# SOURCE INFORMATION:
= = = = = = =
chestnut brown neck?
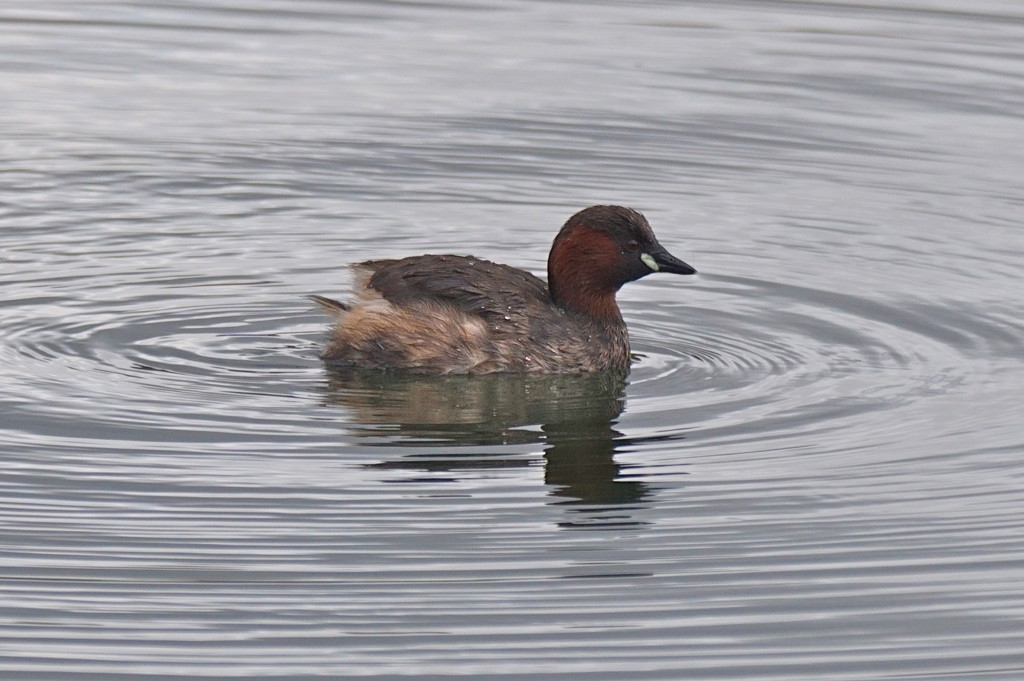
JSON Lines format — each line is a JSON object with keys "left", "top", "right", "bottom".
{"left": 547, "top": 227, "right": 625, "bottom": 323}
= = = = = = =
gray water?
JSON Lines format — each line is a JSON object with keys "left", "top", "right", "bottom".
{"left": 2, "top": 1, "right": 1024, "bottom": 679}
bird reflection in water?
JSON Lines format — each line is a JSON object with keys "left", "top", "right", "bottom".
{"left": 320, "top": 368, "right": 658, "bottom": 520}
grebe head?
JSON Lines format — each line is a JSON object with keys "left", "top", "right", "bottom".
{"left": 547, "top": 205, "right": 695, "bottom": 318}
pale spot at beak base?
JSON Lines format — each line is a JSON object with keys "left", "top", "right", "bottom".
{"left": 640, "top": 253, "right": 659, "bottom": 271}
= = = = = = =
# WHAT IS BEING ASKED:
Where the word "water" shows up in a line of the listing, return that line.

# FINISHED TASK:
gray water?
bird reflection in water?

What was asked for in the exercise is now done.